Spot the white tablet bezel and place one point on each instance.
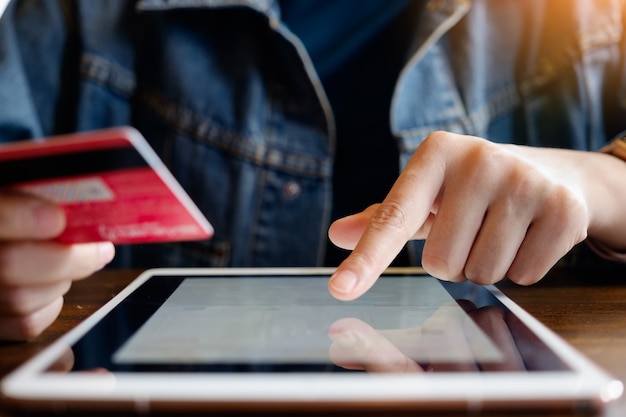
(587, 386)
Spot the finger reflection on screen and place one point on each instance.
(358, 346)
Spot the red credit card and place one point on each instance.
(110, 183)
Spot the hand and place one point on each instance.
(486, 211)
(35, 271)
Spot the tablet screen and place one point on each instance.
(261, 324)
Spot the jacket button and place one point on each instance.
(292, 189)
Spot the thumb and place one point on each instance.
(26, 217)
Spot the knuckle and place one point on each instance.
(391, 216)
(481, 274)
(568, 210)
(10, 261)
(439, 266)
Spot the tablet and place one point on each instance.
...
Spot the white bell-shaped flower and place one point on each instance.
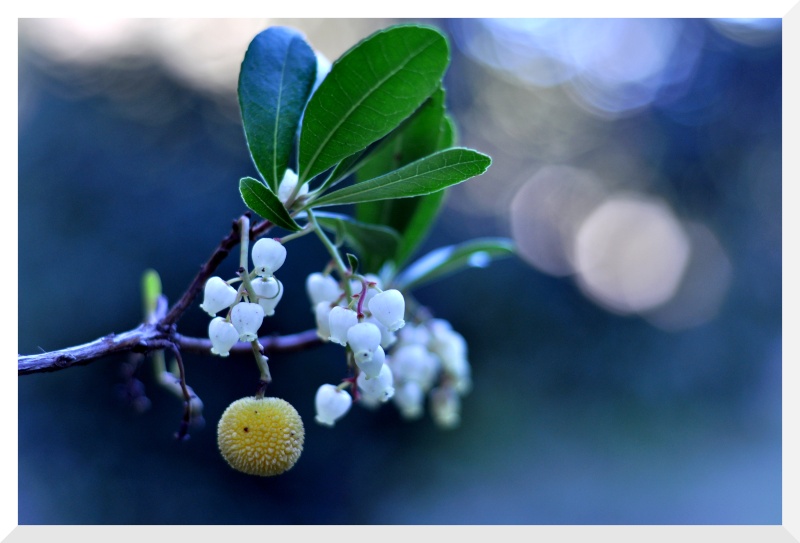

EXERCISE BRIEF:
All lines above from the one with "Spot the knuckle" to the one with "Spot the tablet and", inclusive, should be copied exactly, and no other lines.

SOLUTION FOR THIS PROBLEM:
Spot the knuckle and place one point on each instance.
(391, 216)
(481, 274)
(568, 210)
(10, 261)
(439, 266)
Spot the tablet and place one point on each instance.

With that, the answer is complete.